YOUR INSTRUCTIONS.
Begin at the line containing "Question. Locate the camouflage" and give again every line to the end of the records, exactly, without the pictures.
►
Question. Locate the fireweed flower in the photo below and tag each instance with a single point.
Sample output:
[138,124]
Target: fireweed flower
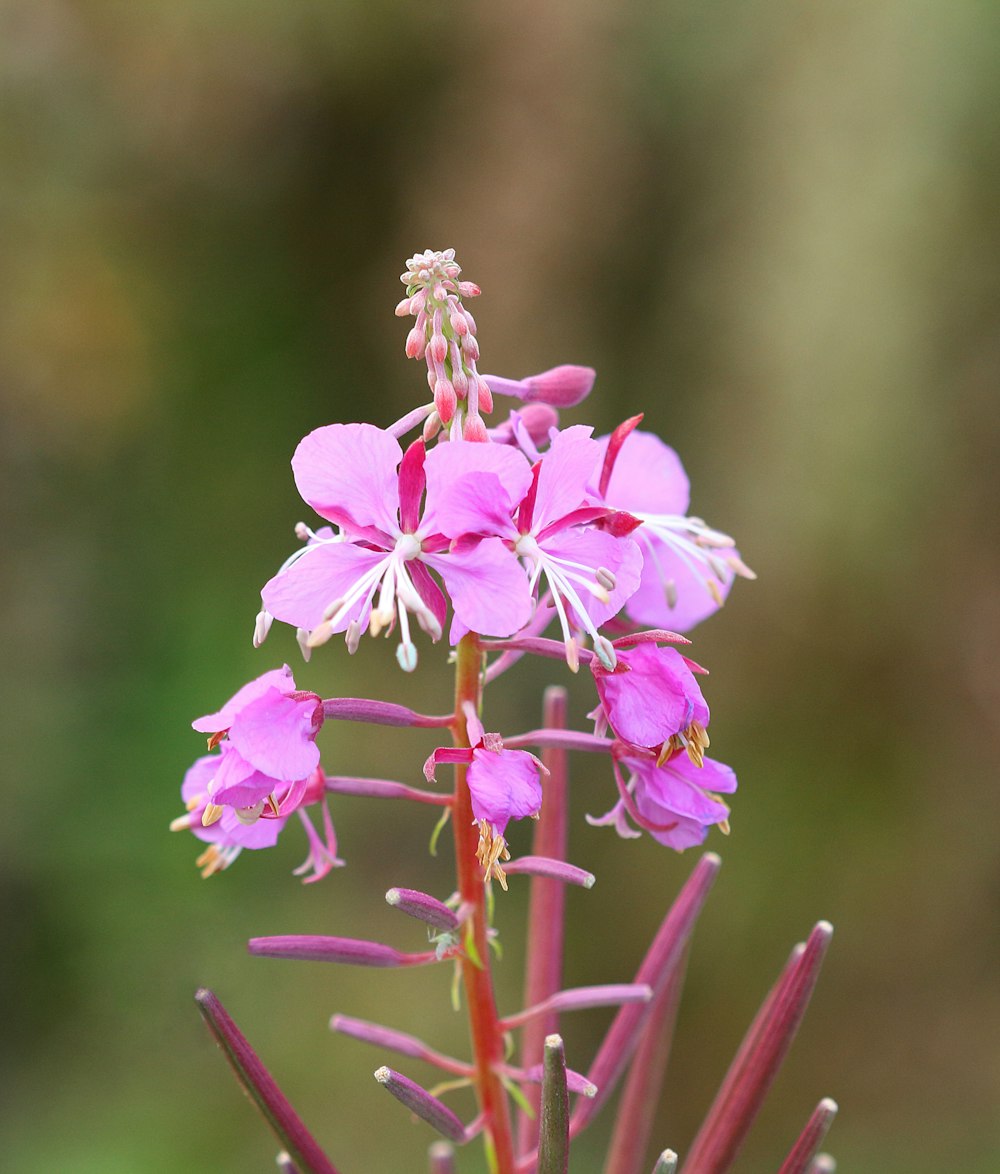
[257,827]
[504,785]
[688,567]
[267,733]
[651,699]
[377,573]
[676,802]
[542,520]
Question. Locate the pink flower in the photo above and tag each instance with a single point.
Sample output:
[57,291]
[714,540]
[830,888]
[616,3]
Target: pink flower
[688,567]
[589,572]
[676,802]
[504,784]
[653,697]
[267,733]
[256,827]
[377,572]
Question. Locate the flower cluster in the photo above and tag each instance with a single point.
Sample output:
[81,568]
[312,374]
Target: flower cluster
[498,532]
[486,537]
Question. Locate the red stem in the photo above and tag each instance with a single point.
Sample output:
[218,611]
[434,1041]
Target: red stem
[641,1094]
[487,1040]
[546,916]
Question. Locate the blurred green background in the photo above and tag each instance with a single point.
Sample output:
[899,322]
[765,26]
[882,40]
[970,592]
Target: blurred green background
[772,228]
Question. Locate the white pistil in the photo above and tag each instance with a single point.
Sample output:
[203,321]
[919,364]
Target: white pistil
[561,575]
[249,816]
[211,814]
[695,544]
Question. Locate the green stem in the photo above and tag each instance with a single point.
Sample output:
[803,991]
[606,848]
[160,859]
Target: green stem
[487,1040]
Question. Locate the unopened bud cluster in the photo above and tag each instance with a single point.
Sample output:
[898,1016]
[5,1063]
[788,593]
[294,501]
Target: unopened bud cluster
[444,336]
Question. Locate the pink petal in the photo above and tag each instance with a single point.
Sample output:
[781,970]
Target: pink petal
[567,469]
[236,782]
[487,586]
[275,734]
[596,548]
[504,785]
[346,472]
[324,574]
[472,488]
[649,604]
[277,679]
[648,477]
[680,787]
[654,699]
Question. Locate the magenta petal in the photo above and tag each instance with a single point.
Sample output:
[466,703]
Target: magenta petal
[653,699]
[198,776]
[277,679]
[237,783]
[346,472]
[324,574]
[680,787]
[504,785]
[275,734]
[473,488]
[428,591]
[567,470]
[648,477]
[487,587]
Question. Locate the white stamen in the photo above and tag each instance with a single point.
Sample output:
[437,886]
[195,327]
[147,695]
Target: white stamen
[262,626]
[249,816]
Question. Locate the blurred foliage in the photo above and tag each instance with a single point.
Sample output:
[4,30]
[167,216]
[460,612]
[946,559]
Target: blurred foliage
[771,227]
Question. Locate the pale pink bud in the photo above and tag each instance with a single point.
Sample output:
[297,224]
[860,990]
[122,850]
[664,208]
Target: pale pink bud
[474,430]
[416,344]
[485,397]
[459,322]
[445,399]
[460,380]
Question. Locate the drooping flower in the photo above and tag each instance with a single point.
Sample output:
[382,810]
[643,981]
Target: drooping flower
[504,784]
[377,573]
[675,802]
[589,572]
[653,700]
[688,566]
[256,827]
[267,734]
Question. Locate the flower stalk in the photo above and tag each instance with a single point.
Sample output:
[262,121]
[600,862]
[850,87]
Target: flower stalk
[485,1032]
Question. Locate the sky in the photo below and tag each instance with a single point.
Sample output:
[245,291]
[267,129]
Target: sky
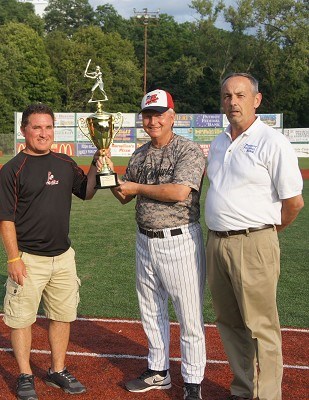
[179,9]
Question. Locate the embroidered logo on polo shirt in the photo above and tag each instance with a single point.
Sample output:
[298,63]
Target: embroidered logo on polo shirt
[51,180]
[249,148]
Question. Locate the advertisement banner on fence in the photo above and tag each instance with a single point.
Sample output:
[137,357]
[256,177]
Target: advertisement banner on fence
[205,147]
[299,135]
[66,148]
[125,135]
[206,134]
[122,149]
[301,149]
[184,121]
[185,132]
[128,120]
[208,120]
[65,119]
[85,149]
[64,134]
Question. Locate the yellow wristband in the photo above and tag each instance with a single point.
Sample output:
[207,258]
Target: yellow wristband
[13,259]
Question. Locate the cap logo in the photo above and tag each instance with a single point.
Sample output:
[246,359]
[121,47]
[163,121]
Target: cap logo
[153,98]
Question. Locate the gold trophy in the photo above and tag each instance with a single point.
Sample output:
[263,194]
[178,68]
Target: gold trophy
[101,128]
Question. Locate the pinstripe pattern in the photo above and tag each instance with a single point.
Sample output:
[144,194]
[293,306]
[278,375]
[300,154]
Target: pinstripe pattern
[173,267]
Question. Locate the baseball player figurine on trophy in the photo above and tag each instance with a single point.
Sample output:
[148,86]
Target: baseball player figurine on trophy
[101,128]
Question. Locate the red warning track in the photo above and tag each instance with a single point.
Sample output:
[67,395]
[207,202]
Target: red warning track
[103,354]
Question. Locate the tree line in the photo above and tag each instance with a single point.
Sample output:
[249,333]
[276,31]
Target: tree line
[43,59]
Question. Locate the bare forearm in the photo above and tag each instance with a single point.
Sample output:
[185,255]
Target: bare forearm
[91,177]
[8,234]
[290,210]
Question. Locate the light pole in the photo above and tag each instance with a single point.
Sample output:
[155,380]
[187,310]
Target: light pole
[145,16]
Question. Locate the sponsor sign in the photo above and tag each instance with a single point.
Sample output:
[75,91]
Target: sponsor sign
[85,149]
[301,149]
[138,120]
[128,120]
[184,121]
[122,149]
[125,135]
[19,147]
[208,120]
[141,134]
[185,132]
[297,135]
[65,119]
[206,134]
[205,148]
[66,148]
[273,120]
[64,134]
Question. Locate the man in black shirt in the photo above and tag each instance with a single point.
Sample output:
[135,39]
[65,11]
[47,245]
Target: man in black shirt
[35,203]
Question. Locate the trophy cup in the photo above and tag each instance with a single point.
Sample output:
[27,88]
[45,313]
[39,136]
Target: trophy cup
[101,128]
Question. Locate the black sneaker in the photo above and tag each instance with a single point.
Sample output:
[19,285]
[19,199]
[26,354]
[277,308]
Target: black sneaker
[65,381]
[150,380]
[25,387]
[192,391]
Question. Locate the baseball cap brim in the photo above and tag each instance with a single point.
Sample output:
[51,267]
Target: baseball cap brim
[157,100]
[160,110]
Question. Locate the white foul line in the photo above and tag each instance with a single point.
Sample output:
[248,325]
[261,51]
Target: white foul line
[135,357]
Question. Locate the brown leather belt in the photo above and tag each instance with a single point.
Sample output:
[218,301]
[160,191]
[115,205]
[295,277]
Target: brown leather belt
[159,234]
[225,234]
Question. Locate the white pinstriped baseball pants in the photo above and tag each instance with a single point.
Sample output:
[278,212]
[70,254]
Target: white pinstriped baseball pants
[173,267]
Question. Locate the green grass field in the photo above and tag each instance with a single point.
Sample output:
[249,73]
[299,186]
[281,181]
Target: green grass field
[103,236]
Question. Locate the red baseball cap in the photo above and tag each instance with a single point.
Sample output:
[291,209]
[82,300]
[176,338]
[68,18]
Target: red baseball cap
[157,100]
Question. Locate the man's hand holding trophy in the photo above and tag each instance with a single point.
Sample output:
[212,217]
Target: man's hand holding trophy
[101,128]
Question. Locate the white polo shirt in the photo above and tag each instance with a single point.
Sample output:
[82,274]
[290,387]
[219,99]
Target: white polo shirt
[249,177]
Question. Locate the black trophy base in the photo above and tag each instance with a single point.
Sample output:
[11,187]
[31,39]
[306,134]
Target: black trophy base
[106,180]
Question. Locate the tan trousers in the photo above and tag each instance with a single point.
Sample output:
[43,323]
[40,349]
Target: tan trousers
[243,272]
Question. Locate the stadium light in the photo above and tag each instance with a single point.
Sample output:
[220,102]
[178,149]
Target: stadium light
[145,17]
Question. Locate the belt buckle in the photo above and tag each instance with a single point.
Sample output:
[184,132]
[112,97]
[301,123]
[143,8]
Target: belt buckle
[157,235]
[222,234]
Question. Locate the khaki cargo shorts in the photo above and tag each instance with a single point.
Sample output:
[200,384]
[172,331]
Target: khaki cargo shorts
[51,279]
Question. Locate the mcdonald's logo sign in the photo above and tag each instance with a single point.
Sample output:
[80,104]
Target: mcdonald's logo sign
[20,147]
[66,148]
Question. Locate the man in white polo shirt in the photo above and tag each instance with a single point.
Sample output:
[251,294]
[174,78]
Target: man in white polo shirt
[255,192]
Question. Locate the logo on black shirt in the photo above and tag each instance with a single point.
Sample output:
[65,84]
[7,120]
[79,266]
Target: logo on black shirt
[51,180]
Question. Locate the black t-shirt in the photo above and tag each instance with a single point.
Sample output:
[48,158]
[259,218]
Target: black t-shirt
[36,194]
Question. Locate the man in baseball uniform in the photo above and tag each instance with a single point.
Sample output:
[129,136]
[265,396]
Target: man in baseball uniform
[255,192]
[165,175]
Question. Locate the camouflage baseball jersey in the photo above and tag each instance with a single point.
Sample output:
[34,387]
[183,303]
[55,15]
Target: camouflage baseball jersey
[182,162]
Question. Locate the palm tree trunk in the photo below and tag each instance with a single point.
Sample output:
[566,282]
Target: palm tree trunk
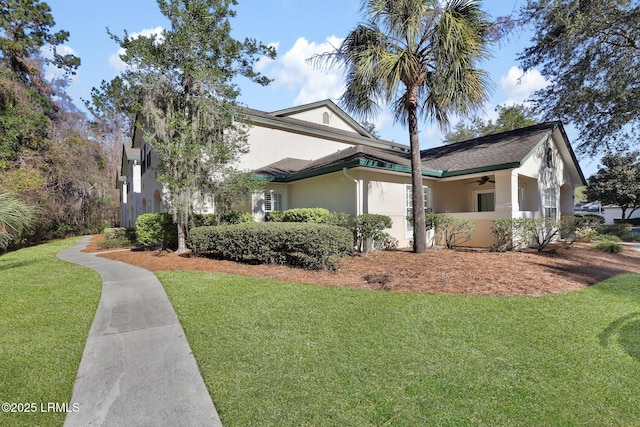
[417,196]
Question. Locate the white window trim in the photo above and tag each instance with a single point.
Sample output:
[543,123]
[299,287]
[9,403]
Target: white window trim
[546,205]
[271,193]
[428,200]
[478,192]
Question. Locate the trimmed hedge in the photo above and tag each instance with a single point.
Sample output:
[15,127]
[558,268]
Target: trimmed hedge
◄
OUTPUT FOR THIS EXERCISE.
Question. Locate the camouflage baseball jersey in the photo above and tag each instance with a single point.
Sample output:
[34,387]
[183,303]
[55,15]
Target: camouflage baseball jersey
[182,162]
Question. Locate the palm tree trunk in the photo below and tag each instance with a single point.
Sample output:
[566,282]
Target: palm tree trunk
[417,196]
Question. Locate the white window trim in the photo above and tag each instance with a single point.
Sample output:
[543,123]
[299,287]
[9,403]
Target: white window trim
[546,205]
[271,193]
[428,200]
[478,192]
Question. Locate the trimmed hedge in the photo above and tag each instance with a single point.
Sample output:
[15,127]
[558,268]
Target: trimmed hedge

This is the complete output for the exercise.